===== RECORDS FOR THE TASK =====

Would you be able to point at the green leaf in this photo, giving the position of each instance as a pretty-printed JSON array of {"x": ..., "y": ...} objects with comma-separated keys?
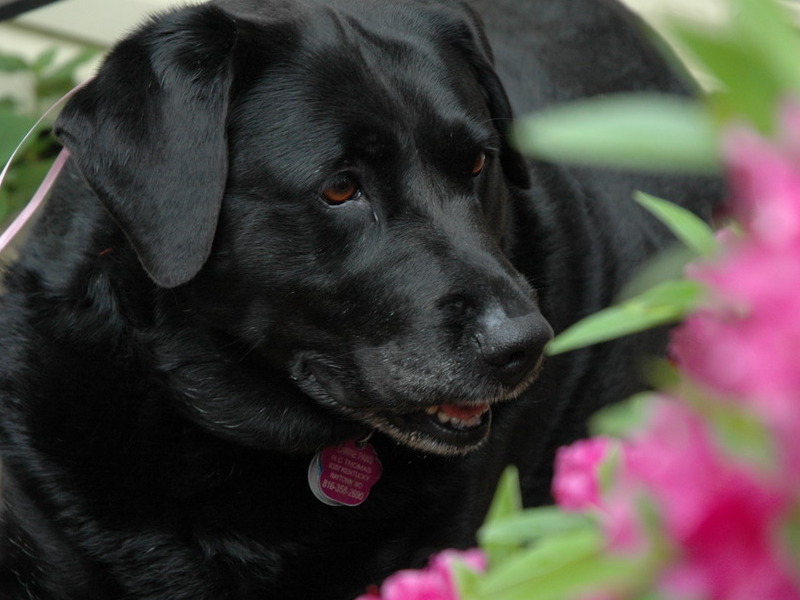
[
  {"x": 560, "y": 568},
  {"x": 768, "y": 30},
  {"x": 684, "y": 224},
  {"x": 622, "y": 418},
  {"x": 13, "y": 128},
  {"x": 67, "y": 68},
  {"x": 748, "y": 89},
  {"x": 10, "y": 63},
  {"x": 739, "y": 431},
  {"x": 530, "y": 525},
  {"x": 664, "y": 304},
  {"x": 641, "y": 131},
  {"x": 547, "y": 556},
  {"x": 507, "y": 503}
]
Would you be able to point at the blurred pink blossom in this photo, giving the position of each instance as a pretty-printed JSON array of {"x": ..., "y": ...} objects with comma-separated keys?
[
  {"x": 722, "y": 516},
  {"x": 576, "y": 484},
  {"x": 745, "y": 345},
  {"x": 435, "y": 582}
]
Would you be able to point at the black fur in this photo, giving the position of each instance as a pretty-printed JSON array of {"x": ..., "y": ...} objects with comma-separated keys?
[{"x": 191, "y": 320}]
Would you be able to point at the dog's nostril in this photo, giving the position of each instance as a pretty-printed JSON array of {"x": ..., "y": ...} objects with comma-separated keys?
[{"x": 512, "y": 346}]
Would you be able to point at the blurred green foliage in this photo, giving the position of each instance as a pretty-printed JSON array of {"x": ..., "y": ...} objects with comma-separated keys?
[{"x": 49, "y": 79}]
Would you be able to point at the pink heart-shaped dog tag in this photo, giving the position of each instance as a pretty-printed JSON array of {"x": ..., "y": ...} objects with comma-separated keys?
[{"x": 343, "y": 475}]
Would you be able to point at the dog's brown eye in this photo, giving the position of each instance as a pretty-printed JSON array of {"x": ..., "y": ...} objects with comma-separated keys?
[
  {"x": 480, "y": 162},
  {"x": 341, "y": 189}
]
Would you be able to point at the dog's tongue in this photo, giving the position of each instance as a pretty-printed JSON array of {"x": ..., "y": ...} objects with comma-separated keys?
[{"x": 463, "y": 413}]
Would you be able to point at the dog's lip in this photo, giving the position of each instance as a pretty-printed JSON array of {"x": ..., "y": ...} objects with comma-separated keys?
[{"x": 448, "y": 428}]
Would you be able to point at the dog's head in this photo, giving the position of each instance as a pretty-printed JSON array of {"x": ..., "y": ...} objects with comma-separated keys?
[{"x": 329, "y": 183}]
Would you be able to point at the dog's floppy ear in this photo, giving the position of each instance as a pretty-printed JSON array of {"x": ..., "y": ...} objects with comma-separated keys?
[
  {"x": 149, "y": 135},
  {"x": 464, "y": 28}
]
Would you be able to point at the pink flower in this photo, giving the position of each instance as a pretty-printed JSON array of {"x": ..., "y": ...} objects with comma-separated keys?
[
  {"x": 435, "y": 582},
  {"x": 765, "y": 179},
  {"x": 746, "y": 345},
  {"x": 576, "y": 484},
  {"x": 722, "y": 518}
]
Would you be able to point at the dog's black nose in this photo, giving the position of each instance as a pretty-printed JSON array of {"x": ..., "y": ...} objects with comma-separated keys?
[{"x": 512, "y": 346}]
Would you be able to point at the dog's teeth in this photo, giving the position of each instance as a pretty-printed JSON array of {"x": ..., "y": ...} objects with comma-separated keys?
[{"x": 457, "y": 423}]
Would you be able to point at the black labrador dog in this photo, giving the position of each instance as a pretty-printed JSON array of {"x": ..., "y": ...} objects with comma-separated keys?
[{"x": 295, "y": 232}]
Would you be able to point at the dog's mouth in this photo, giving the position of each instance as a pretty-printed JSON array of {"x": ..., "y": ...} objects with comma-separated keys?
[
  {"x": 446, "y": 429},
  {"x": 450, "y": 428}
]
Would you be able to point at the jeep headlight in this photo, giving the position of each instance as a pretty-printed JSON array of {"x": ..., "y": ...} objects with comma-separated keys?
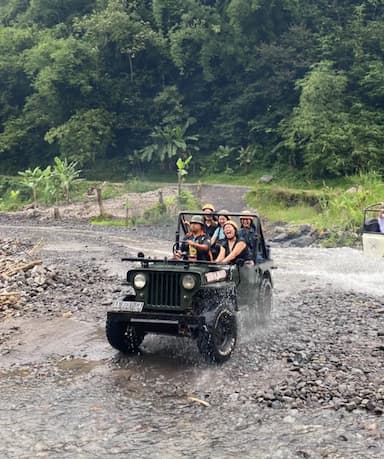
[
  {"x": 139, "y": 281},
  {"x": 188, "y": 282}
]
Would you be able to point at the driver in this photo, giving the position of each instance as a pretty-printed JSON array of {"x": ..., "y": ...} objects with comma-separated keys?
[{"x": 196, "y": 243}]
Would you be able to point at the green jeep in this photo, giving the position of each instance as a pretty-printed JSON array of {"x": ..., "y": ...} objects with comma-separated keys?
[{"x": 198, "y": 299}]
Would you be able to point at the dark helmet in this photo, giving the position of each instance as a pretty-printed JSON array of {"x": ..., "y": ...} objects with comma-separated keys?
[
  {"x": 197, "y": 219},
  {"x": 246, "y": 214}
]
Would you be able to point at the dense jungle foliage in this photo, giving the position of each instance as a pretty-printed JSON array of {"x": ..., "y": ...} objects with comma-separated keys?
[{"x": 237, "y": 84}]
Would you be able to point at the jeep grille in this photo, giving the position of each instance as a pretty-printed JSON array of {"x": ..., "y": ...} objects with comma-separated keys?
[{"x": 164, "y": 289}]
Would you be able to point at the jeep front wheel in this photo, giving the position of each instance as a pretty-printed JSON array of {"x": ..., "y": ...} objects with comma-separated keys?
[
  {"x": 217, "y": 340},
  {"x": 265, "y": 301},
  {"x": 123, "y": 337}
]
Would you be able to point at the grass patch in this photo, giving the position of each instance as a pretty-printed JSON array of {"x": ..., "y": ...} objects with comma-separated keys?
[{"x": 327, "y": 207}]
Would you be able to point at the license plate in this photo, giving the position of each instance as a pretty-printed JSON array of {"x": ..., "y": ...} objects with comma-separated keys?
[{"x": 132, "y": 306}]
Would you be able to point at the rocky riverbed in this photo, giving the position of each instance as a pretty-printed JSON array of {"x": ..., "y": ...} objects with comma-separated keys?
[{"x": 309, "y": 385}]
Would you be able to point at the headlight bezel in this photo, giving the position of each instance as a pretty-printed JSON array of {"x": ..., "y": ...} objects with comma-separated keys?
[
  {"x": 188, "y": 282},
  {"x": 139, "y": 281}
]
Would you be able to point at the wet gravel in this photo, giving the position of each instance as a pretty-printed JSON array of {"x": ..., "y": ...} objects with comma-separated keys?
[{"x": 310, "y": 385}]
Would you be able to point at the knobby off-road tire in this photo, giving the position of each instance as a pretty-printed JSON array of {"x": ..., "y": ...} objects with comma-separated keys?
[
  {"x": 264, "y": 307},
  {"x": 123, "y": 337},
  {"x": 217, "y": 341}
]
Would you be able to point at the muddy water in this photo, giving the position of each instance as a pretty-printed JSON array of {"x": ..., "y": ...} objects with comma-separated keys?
[{"x": 65, "y": 393}]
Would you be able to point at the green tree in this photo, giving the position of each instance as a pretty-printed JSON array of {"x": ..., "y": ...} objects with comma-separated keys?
[
  {"x": 66, "y": 174},
  {"x": 32, "y": 178},
  {"x": 168, "y": 142},
  {"x": 182, "y": 171},
  {"x": 84, "y": 137}
]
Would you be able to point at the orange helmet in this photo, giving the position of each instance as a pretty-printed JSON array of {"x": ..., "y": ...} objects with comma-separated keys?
[
  {"x": 232, "y": 223},
  {"x": 225, "y": 213},
  {"x": 208, "y": 207},
  {"x": 246, "y": 214}
]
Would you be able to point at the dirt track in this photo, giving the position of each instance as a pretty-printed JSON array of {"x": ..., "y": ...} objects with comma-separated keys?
[{"x": 309, "y": 386}]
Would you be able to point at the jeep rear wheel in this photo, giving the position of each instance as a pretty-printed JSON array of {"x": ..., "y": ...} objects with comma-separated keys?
[
  {"x": 217, "y": 340},
  {"x": 265, "y": 301},
  {"x": 123, "y": 337}
]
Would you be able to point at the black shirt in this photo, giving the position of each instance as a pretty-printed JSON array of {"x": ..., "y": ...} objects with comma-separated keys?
[{"x": 193, "y": 253}]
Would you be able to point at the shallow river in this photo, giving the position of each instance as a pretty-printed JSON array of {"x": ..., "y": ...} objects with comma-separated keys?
[{"x": 64, "y": 393}]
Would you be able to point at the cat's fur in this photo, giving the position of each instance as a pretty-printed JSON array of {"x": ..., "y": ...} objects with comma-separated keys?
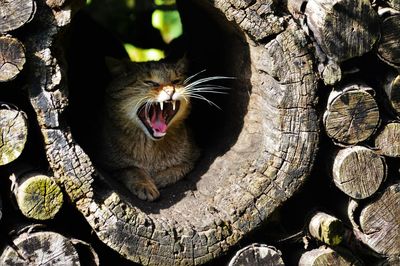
[{"x": 140, "y": 146}]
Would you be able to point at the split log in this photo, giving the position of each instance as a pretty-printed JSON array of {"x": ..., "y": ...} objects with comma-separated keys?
[
  {"x": 392, "y": 89},
  {"x": 12, "y": 58},
  {"x": 13, "y": 132},
  {"x": 352, "y": 114},
  {"x": 358, "y": 171},
  {"x": 388, "y": 48},
  {"x": 257, "y": 254},
  {"x": 15, "y": 14},
  {"x": 37, "y": 195},
  {"x": 266, "y": 137},
  {"x": 40, "y": 248},
  {"x": 327, "y": 256},
  {"x": 343, "y": 28},
  {"x": 379, "y": 223},
  {"x": 326, "y": 228},
  {"x": 387, "y": 141}
]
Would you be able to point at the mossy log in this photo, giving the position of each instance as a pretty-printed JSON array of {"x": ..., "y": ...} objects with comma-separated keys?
[
  {"x": 343, "y": 29},
  {"x": 358, "y": 171},
  {"x": 40, "y": 248},
  {"x": 326, "y": 228},
  {"x": 327, "y": 256},
  {"x": 12, "y": 58},
  {"x": 37, "y": 195},
  {"x": 388, "y": 48},
  {"x": 15, "y": 14},
  {"x": 272, "y": 129},
  {"x": 352, "y": 114},
  {"x": 13, "y": 132},
  {"x": 377, "y": 224},
  {"x": 257, "y": 254}
]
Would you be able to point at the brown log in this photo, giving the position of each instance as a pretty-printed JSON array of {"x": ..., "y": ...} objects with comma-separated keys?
[
  {"x": 387, "y": 141},
  {"x": 391, "y": 86},
  {"x": 13, "y": 133},
  {"x": 40, "y": 248},
  {"x": 327, "y": 256},
  {"x": 37, "y": 195},
  {"x": 358, "y": 171},
  {"x": 343, "y": 28},
  {"x": 257, "y": 254},
  {"x": 379, "y": 223},
  {"x": 269, "y": 137},
  {"x": 388, "y": 48},
  {"x": 352, "y": 114},
  {"x": 326, "y": 228},
  {"x": 12, "y": 58},
  {"x": 15, "y": 14}
]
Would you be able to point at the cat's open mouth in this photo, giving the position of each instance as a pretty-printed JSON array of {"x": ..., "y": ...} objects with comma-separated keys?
[{"x": 157, "y": 116}]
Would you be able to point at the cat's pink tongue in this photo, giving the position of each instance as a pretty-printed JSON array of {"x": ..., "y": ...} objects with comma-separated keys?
[{"x": 158, "y": 124}]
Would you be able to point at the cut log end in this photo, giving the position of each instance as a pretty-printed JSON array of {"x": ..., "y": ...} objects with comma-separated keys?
[
  {"x": 38, "y": 196},
  {"x": 358, "y": 171},
  {"x": 12, "y": 58},
  {"x": 13, "y": 132},
  {"x": 352, "y": 115}
]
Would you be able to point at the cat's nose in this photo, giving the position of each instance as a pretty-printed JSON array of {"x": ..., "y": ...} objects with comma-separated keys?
[{"x": 169, "y": 90}]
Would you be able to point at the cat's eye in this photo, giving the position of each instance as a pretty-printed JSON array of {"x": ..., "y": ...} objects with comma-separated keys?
[
  {"x": 151, "y": 83},
  {"x": 176, "y": 81}
]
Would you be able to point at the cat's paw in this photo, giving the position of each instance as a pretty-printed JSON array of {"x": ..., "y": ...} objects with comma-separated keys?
[{"x": 145, "y": 190}]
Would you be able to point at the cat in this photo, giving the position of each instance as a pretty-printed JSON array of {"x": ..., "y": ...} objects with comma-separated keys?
[{"x": 145, "y": 143}]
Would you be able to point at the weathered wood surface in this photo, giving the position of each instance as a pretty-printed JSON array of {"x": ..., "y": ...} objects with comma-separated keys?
[
  {"x": 257, "y": 254},
  {"x": 326, "y": 228},
  {"x": 379, "y": 223},
  {"x": 13, "y": 132},
  {"x": 352, "y": 114},
  {"x": 327, "y": 256},
  {"x": 40, "y": 248},
  {"x": 37, "y": 195},
  {"x": 388, "y": 48},
  {"x": 15, "y": 13},
  {"x": 12, "y": 58},
  {"x": 358, "y": 171},
  {"x": 343, "y": 28},
  {"x": 387, "y": 140},
  {"x": 266, "y": 164}
]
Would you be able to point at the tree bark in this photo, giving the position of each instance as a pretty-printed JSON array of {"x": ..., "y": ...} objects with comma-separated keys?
[
  {"x": 38, "y": 196},
  {"x": 352, "y": 114},
  {"x": 257, "y": 254},
  {"x": 358, "y": 171},
  {"x": 12, "y": 58},
  {"x": 13, "y": 133}
]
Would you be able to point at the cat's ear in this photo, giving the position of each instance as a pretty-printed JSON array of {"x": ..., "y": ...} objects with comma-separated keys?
[{"x": 117, "y": 67}]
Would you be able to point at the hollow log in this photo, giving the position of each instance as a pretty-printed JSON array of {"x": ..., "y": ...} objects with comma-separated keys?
[
  {"x": 257, "y": 254},
  {"x": 12, "y": 58},
  {"x": 15, "y": 14},
  {"x": 13, "y": 132},
  {"x": 358, "y": 171},
  {"x": 352, "y": 114},
  {"x": 343, "y": 28},
  {"x": 37, "y": 195},
  {"x": 327, "y": 256},
  {"x": 270, "y": 123},
  {"x": 326, "y": 228},
  {"x": 387, "y": 140},
  {"x": 379, "y": 224},
  {"x": 40, "y": 248},
  {"x": 388, "y": 48}
]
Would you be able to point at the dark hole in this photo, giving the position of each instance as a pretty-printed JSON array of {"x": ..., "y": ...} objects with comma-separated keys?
[{"x": 214, "y": 44}]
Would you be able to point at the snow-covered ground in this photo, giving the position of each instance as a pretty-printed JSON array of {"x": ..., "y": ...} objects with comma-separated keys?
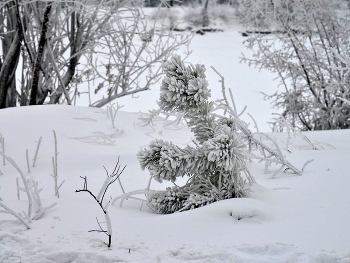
[{"x": 287, "y": 219}]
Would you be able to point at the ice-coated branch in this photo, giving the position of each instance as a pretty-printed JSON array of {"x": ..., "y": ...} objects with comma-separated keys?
[
  {"x": 111, "y": 178},
  {"x": 243, "y": 127},
  {"x": 30, "y": 201},
  {"x": 112, "y": 112},
  {"x": 33, "y": 186}
]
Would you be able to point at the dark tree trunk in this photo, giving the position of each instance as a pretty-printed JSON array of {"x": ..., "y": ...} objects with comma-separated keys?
[
  {"x": 11, "y": 51},
  {"x": 41, "y": 46}
]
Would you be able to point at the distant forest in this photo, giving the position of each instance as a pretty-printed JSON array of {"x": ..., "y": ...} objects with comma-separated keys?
[{"x": 154, "y": 3}]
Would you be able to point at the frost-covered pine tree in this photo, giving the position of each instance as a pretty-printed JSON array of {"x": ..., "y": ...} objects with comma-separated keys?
[{"x": 216, "y": 162}]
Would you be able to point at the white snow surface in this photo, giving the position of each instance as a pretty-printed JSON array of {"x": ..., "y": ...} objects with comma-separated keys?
[{"x": 290, "y": 218}]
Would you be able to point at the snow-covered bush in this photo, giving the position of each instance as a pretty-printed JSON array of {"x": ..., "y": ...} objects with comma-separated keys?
[
  {"x": 214, "y": 164},
  {"x": 298, "y": 46}
]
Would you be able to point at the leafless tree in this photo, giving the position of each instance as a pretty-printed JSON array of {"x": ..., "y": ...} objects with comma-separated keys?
[
  {"x": 48, "y": 47},
  {"x": 295, "y": 39}
]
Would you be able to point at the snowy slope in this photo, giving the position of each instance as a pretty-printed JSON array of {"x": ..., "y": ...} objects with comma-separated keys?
[{"x": 287, "y": 219}]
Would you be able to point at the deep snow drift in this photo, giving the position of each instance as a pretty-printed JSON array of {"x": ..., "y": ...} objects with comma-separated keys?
[{"x": 287, "y": 219}]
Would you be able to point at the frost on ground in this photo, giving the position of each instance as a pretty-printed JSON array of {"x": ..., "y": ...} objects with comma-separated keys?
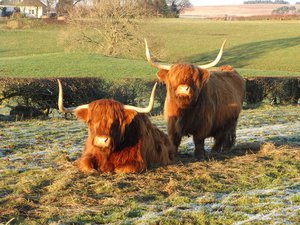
[
  {"x": 276, "y": 206},
  {"x": 256, "y": 183}
]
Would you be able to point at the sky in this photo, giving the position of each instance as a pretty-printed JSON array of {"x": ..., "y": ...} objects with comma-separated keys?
[{"x": 224, "y": 2}]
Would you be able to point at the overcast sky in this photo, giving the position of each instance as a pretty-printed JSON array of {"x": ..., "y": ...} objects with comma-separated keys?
[{"x": 223, "y": 2}]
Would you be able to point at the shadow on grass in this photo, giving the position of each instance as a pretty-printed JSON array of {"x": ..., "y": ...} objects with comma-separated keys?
[
  {"x": 238, "y": 150},
  {"x": 239, "y": 56}
]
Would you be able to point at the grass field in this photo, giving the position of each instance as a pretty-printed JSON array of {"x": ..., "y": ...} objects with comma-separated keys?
[
  {"x": 255, "y": 48},
  {"x": 257, "y": 183}
]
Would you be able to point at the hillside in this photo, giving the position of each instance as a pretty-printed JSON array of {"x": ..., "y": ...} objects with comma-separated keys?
[{"x": 231, "y": 10}]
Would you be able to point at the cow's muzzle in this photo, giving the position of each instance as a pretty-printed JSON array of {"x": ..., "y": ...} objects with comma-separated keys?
[{"x": 183, "y": 90}]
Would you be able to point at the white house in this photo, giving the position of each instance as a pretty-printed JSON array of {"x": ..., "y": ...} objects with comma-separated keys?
[{"x": 32, "y": 9}]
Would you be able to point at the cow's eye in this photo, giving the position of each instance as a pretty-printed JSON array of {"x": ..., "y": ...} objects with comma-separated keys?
[{"x": 102, "y": 141}]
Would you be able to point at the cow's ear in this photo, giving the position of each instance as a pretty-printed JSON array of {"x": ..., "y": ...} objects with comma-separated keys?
[
  {"x": 204, "y": 75},
  {"x": 162, "y": 75},
  {"x": 82, "y": 114},
  {"x": 129, "y": 115}
]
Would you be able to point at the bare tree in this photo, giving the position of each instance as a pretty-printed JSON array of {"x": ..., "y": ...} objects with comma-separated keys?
[
  {"x": 111, "y": 27},
  {"x": 178, "y": 6}
]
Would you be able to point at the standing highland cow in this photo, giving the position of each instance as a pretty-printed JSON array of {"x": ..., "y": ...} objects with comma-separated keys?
[
  {"x": 121, "y": 138},
  {"x": 201, "y": 103}
]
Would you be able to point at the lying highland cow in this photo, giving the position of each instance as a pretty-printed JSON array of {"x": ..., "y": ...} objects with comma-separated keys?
[
  {"x": 121, "y": 138},
  {"x": 201, "y": 103}
]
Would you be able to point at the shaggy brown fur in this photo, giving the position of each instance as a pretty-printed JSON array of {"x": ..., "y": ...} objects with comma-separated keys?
[
  {"x": 135, "y": 143},
  {"x": 209, "y": 109}
]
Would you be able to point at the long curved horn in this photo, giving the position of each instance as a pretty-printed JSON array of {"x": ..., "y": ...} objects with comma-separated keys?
[
  {"x": 152, "y": 63},
  {"x": 215, "y": 62},
  {"x": 61, "y": 105},
  {"x": 150, "y": 105}
]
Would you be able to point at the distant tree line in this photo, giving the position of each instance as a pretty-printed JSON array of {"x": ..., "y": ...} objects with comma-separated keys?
[
  {"x": 285, "y": 10},
  {"x": 164, "y": 8},
  {"x": 266, "y": 2}
]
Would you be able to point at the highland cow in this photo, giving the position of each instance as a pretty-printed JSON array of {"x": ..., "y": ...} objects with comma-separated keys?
[
  {"x": 121, "y": 138},
  {"x": 201, "y": 103}
]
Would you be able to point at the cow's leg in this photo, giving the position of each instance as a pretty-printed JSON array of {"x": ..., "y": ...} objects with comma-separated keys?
[
  {"x": 199, "y": 147},
  {"x": 219, "y": 140},
  {"x": 230, "y": 137},
  {"x": 174, "y": 136},
  {"x": 134, "y": 167}
]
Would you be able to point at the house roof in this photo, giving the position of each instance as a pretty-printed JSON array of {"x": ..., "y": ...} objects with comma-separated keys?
[{"x": 21, "y": 3}]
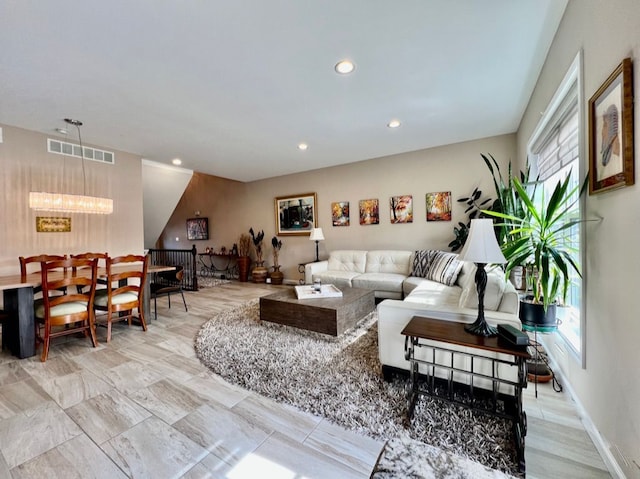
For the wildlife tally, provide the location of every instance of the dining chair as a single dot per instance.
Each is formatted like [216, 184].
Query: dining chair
[60, 315]
[167, 282]
[36, 260]
[101, 257]
[124, 293]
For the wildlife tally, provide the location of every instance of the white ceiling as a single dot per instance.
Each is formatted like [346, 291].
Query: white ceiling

=====

WORK ORDER -> Each line of the entries holding the string "like" should be found and copied.

REPLY TO THE EXERCISE ->
Each is formatted like [216, 184].
Each is formatted like [346, 291].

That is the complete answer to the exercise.